• Stated exercise
How many lines in the listing below contain the word "white"? Reply with the number alone.

(Bounding-box listing)
------------------------

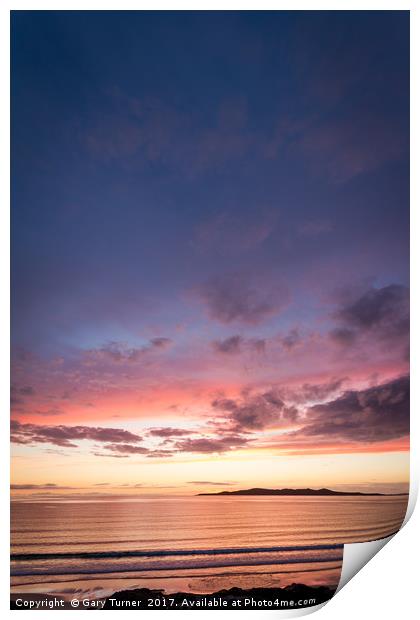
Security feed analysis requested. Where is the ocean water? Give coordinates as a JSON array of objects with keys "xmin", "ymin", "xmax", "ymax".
[{"xmin": 11, "ymin": 496, "xmax": 408, "ymax": 597}]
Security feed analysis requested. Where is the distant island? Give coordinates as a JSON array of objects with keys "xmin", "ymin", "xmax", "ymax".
[{"xmin": 197, "ymin": 488, "xmax": 408, "ymax": 497}]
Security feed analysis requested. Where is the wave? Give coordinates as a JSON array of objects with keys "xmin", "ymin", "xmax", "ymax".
[
  {"xmin": 10, "ymin": 544, "xmax": 343, "ymax": 561},
  {"xmin": 11, "ymin": 556, "xmax": 343, "ymax": 577}
]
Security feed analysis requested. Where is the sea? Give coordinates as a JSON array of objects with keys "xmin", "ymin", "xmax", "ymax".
[{"xmin": 11, "ymin": 495, "xmax": 408, "ymax": 598}]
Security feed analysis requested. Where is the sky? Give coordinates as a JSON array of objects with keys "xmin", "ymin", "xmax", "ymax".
[{"xmin": 11, "ymin": 11, "xmax": 409, "ymax": 497}]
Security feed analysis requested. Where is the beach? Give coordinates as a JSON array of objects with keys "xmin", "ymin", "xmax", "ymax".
[{"xmin": 12, "ymin": 496, "xmax": 407, "ymax": 601}]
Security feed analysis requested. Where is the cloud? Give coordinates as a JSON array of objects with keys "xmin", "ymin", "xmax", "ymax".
[
  {"xmin": 11, "ymin": 420, "xmax": 142, "ymax": 448},
  {"xmin": 10, "ymin": 482, "xmax": 75, "ymax": 491},
  {"xmin": 149, "ymin": 426, "xmax": 193, "ymax": 437},
  {"xmin": 175, "ymin": 434, "xmax": 249, "ymax": 454},
  {"xmin": 105, "ymin": 443, "xmax": 149, "ymax": 454},
  {"xmin": 10, "ymin": 385, "xmax": 35, "ymax": 405},
  {"xmin": 193, "ymin": 209, "xmax": 278, "ymax": 255},
  {"xmin": 197, "ymin": 274, "xmax": 289, "ymax": 325},
  {"xmin": 280, "ymin": 329, "xmax": 303, "ymax": 351},
  {"xmin": 86, "ymin": 337, "xmax": 172, "ymax": 362},
  {"xmin": 330, "ymin": 284, "xmax": 410, "ymax": 345},
  {"xmin": 212, "ymin": 336, "xmax": 243, "ymax": 355},
  {"xmin": 295, "ymin": 376, "xmax": 410, "ymax": 442},
  {"xmin": 187, "ymin": 480, "xmax": 237, "ymax": 487},
  {"xmin": 329, "ymin": 327, "xmax": 357, "ymax": 346},
  {"xmin": 212, "ymin": 388, "xmax": 298, "ymax": 431}
]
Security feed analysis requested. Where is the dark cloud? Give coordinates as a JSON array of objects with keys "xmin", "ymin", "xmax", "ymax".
[
  {"xmin": 296, "ymin": 377, "xmax": 410, "ymax": 442},
  {"xmin": 212, "ymin": 336, "xmax": 242, "ymax": 354},
  {"xmin": 175, "ymin": 434, "xmax": 249, "ymax": 454},
  {"xmin": 86, "ymin": 337, "xmax": 172, "ymax": 362},
  {"xmin": 329, "ymin": 327, "xmax": 357, "ymax": 346},
  {"xmin": 293, "ymin": 377, "xmax": 346, "ymax": 403},
  {"xmin": 149, "ymin": 426, "xmax": 193, "ymax": 437},
  {"xmin": 11, "ymin": 420, "xmax": 141, "ymax": 448},
  {"xmin": 330, "ymin": 284, "xmax": 409, "ymax": 345},
  {"xmin": 198, "ymin": 274, "xmax": 289, "ymax": 325},
  {"xmin": 212, "ymin": 388, "xmax": 298, "ymax": 431}
]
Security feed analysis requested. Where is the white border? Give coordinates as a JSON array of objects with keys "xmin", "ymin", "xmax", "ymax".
[{"xmin": 0, "ymin": 0, "xmax": 420, "ymax": 620}]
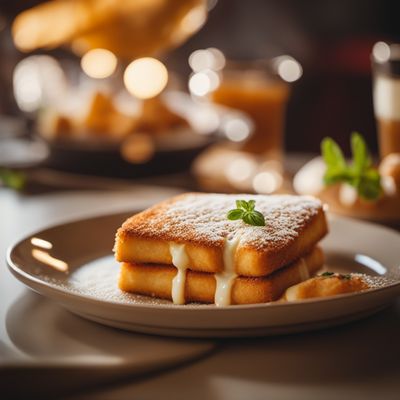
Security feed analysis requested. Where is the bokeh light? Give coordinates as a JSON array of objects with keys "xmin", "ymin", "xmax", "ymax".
[
  {"xmin": 372, "ymin": 42, "xmax": 390, "ymax": 63},
  {"xmin": 223, "ymin": 118, "xmax": 251, "ymax": 142},
  {"xmin": 189, "ymin": 70, "xmax": 220, "ymax": 96},
  {"xmin": 81, "ymin": 49, "xmax": 117, "ymax": 79},
  {"xmin": 275, "ymin": 56, "xmax": 303, "ymax": 82},
  {"xmin": 124, "ymin": 57, "xmax": 168, "ymax": 99},
  {"xmin": 253, "ymin": 170, "xmax": 283, "ymax": 194}
]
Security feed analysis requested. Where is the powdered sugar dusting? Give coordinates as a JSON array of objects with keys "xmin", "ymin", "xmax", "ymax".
[{"xmin": 121, "ymin": 193, "xmax": 321, "ymax": 249}]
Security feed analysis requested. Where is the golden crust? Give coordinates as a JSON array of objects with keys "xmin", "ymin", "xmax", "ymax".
[
  {"xmin": 115, "ymin": 193, "xmax": 328, "ymax": 276},
  {"xmin": 119, "ymin": 247, "xmax": 323, "ymax": 304},
  {"xmin": 283, "ymin": 274, "xmax": 369, "ymax": 301}
]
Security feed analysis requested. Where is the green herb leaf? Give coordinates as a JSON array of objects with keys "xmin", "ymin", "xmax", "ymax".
[
  {"xmin": 0, "ymin": 168, "xmax": 26, "ymax": 190},
  {"xmin": 321, "ymin": 137, "xmax": 346, "ymax": 170},
  {"xmin": 247, "ymin": 200, "xmax": 256, "ymax": 211},
  {"xmin": 350, "ymin": 132, "xmax": 371, "ymax": 174},
  {"xmin": 227, "ymin": 208, "xmax": 245, "ymax": 221},
  {"xmin": 321, "ymin": 132, "xmax": 382, "ymax": 201},
  {"xmin": 236, "ymin": 200, "xmax": 248, "ymax": 210},
  {"xmin": 226, "ymin": 200, "xmax": 265, "ymax": 226}
]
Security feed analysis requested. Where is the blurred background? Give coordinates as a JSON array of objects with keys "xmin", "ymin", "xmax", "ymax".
[{"xmin": 0, "ymin": 0, "xmax": 400, "ymax": 196}]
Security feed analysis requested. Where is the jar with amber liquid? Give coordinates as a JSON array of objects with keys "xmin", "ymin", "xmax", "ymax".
[
  {"xmin": 211, "ymin": 62, "xmax": 290, "ymax": 161},
  {"xmin": 372, "ymin": 42, "xmax": 400, "ymax": 158}
]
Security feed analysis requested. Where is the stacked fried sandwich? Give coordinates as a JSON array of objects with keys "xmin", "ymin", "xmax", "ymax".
[{"xmin": 114, "ymin": 193, "xmax": 327, "ymax": 306}]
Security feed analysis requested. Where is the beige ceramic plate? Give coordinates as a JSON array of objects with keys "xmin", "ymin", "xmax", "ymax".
[{"xmin": 7, "ymin": 213, "xmax": 400, "ymax": 337}]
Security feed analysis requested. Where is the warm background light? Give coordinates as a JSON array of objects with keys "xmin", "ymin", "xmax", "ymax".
[
  {"xmin": 124, "ymin": 57, "xmax": 168, "ymax": 99},
  {"xmin": 81, "ymin": 49, "xmax": 117, "ymax": 79}
]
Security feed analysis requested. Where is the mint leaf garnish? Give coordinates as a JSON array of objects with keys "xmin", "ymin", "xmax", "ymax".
[
  {"xmin": 226, "ymin": 200, "xmax": 265, "ymax": 226},
  {"xmin": 321, "ymin": 132, "xmax": 382, "ymax": 200},
  {"xmin": 0, "ymin": 168, "xmax": 26, "ymax": 190}
]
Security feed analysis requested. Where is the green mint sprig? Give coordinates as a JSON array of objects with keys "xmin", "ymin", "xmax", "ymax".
[
  {"xmin": 0, "ymin": 167, "xmax": 26, "ymax": 190},
  {"xmin": 321, "ymin": 132, "xmax": 382, "ymax": 201},
  {"xmin": 226, "ymin": 200, "xmax": 265, "ymax": 226}
]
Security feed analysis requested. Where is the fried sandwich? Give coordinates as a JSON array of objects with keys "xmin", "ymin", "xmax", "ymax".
[{"xmin": 114, "ymin": 193, "xmax": 328, "ymax": 305}]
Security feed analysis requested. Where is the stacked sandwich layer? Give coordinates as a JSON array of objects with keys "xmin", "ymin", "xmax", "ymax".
[{"xmin": 115, "ymin": 193, "xmax": 327, "ymax": 305}]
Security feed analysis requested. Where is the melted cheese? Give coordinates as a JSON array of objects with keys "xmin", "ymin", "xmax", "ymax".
[
  {"xmin": 214, "ymin": 235, "xmax": 240, "ymax": 306},
  {"xmin": 299, "ymin": 257, "xmax": 310, "ymax": 281},
  {"xmin": 169, "ymin": 242, "xmax": 189, "ymax": 304}
]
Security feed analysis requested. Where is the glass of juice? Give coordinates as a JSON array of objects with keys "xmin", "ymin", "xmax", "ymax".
[
  {"xmin": 372, "ymin": 42, "xmax": 400, "ymax": 158},
  {"xmin": 211, "ymin": 57, "xmax": 290, "ymax": 161}
]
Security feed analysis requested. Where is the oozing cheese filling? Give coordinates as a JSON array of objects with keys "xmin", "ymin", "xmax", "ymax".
[
  {"xmin": 299, "ymin": 257, "xmax": 310, "ymax": 281},
  {"xmin": 214, "ymin": 235, "xmax": 240, "ymax": 306},
  {"xmin": 169, "ymin": 242, "xmax": 189, "ymax": 304}
]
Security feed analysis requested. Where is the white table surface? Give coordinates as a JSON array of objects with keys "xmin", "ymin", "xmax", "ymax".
[{"xmin": 0, "ymin": 188, "xmax": 400, "ymax": 400}]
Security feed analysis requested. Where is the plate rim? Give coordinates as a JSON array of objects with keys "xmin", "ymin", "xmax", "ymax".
[{"xmin": 6, "ymin": 209, "xmax": 400, "ymax": 312}]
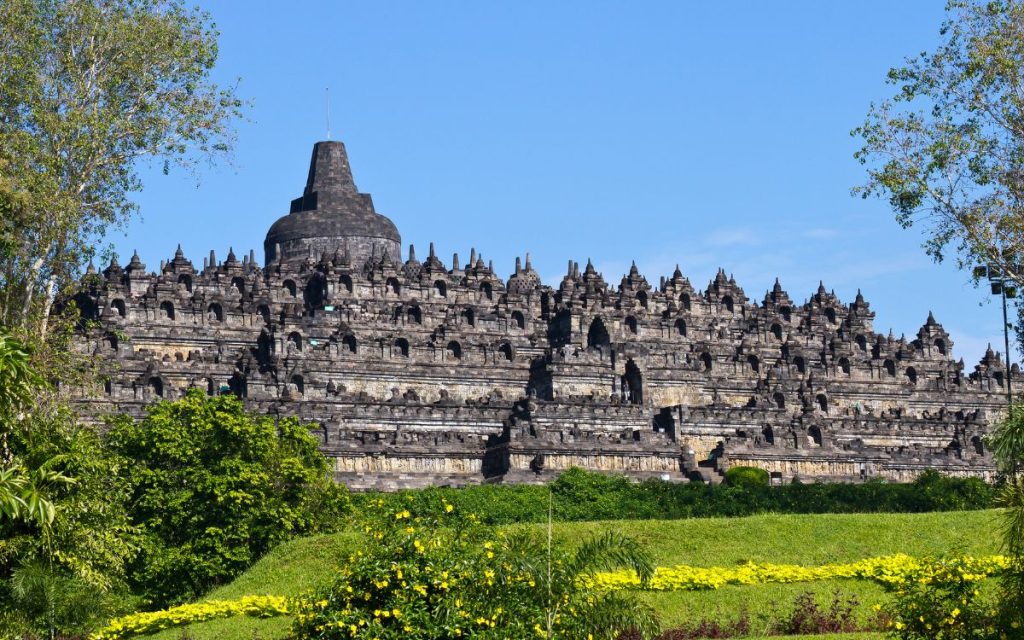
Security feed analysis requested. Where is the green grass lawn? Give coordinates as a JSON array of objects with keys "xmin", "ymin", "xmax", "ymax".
[{"xmin": 144, "ymin": 511, "xmax": 999, "ymax": 640}]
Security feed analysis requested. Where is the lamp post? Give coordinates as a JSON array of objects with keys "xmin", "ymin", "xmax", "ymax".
[{"xmin": 974, "ymin": 264, "xmax": 1017, "ymax": 408}]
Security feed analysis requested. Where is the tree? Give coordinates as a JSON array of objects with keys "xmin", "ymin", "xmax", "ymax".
[
  {"xmin": 0, "ymin": 333, "xmax": 137, "ymax": 637},
  {"xmin": 987, "ymin": 404, "xmax": 1024, "ymax": 629},
  {"xmin": 108, "ymin": 389, "xmax": 348, "ymax": 606},
  {"xmin": 0, "ymin": 0, "xmax": 243, "ymax": 336},
  {"xmin": 853, "ymin": 0, "xmax": 1024, "ymax": 307}
]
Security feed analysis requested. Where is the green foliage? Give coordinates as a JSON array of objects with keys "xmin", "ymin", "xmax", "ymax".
[
  {"xmin": 885, "ymin": 557, "xmax": 999, "ymax": 640},
  {"xmin": 292, "ymin": 501, "xmax": 657, "ymax": 640},
  {"xmin": 0, "ymin": 0, "xmax": 243, "ymax": 336},
  {"xmin": 987, "ymin": 404, "xmax": 1024, "ymax": 636},
  {"xmin": 108, "ymin": 390, "xmax": 348, "ymax": 605},
  {"xmin": 0, "ymin": 380, "xmax": 138, "ymax": 637},
  {"xmin": 725, "ymin": 467, "xmax": 771, "ymax": 488},
  {"xmin": 353, "ymin": 469, "xmax": 995, "ymax": 524}
]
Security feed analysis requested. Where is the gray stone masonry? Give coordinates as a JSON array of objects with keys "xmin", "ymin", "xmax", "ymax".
[{"xmin": 70, "ymin": 142, "xmax": 1018, "ymax": 489}]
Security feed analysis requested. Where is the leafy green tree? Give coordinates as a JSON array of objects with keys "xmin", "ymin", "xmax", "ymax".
[
  {"xmin": 290, "ymin": 499, "xmax": 657, "ymax": 640},
  {"xmin": 108, "ymin": 389, "xmax": 348, "ymax": 605},
  {"xmin": 0, "ymin": 333, "xmax": 137, "ymax": 637},
  {"xmin": 988, "ymin": 404, "xmax": 1024, "ymax": 635},
  {"xmin": 0, "ymin": 0, "xmax": 243, "ymax": 336},
  {"xmin": 853, "ymin": 0, "xmax": 1024, "ymax": 311}
]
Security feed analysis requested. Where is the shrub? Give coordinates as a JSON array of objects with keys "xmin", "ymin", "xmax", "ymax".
[
  {"xmin": 292, "ymin": 502, "xmax": 656, "ymax": 640},
  {"xmin": 884, "ymin": 558, "xmax": 995, "ymax": 640},
  {"xmin": 725, "ymin": 467, "xmax": 771, "ymax": 488},
  {"xmin": 353, "ymin": 469, "xmax": 995, "ymax": 524},
  {"xmin": 108, "ymin": 390, "xmax": 348, "ymax": 605},
  {"xmin": 90, "ymin": 596, "xmax": 293, "ymax": 640}
]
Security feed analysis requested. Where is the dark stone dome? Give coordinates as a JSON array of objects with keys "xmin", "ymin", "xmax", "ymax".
[{"xmin": 263, "ymin": 140, "xmax": 401, "ymax": 265}]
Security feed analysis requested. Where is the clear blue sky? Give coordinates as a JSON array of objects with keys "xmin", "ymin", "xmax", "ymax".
[{"xmin": 111, "ymin": 0, "xmax": 1002, "ymax": 370}]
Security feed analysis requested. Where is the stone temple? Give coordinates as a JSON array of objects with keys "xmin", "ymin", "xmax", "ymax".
[{"xmin": 74, "ymin": 141, "xmax": 1017, "ymax": 488}]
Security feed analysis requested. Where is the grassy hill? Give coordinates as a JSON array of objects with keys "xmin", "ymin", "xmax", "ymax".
[{"xmin": 148, "ymin": 511, "xmax": 999, "ymax": 640}]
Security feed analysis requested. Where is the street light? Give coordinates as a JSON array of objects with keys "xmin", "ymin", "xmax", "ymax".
[{"xmin": 974, "ymin": 264, "xmax": 1017, "ymax": 407}]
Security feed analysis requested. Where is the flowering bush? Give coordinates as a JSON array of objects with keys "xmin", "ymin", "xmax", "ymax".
[
  {"xmin": 90, "ymin": 596, "xmax": 292, "ymax": 640},
  {"xmin": 885, "ymin": 558, "xmax": 999, "ymax": 640},
  {"xmin": 593, "ymin": 554, "xmax": 1009, "ymax": 591},
  {"xmin": 292, "ymin": 503, "xmax": 656, "ymax": 640}
]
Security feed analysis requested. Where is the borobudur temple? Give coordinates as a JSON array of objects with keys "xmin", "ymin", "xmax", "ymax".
[{"xmin": 68, "ymin": 141, "xmax": 1017, "ymax": 489}]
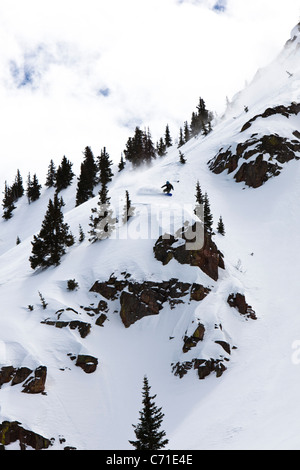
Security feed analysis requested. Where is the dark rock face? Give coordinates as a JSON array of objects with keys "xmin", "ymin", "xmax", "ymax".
[
  {"xmin": 241, "ymin": 102, "xmax": 300, "ymax": 132},
  {"xmin": 0, "ymin": 366, "xmax": 47, "ymax": 393},
  {"xmin": 208, "ymin": 134, "xmax": 300, "ymax": 188},
  {"xmin": 76, "ymin": 354, "xmax": 98, "ymax": 374},
  {"xmin": 23, "ymin": 366, "xmax": 47, "ymax": 393},
  {"xmin": 173, "ymin": 359, "xmax": 226, "ymax": 380},
  {"xmin": 41, "ymin": 320, "xmax": 91, "ymax": 338},
  {"xmin": 227, "ymin": 293, "xmax": 257, "ymax": 320},
  {"xmin": 0, "ymin": 421, "xmax": 52, "ymax": 450},
  {"xmin": 90, "ymin": 276, "xmax": 210, "ymax": 328},
  {"xmin": 153, "ymin": 226, "xmax": 225, "ymax": 281},
  {"xmin": 182, "ymin": 323, "xmax": 205, "ymax": 353}
]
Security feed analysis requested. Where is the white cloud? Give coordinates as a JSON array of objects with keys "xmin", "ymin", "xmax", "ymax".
[{"xmin": 0, "ymin": 0, "xmax": 299, "ymax": 189}]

------------------------

• Correct answer
3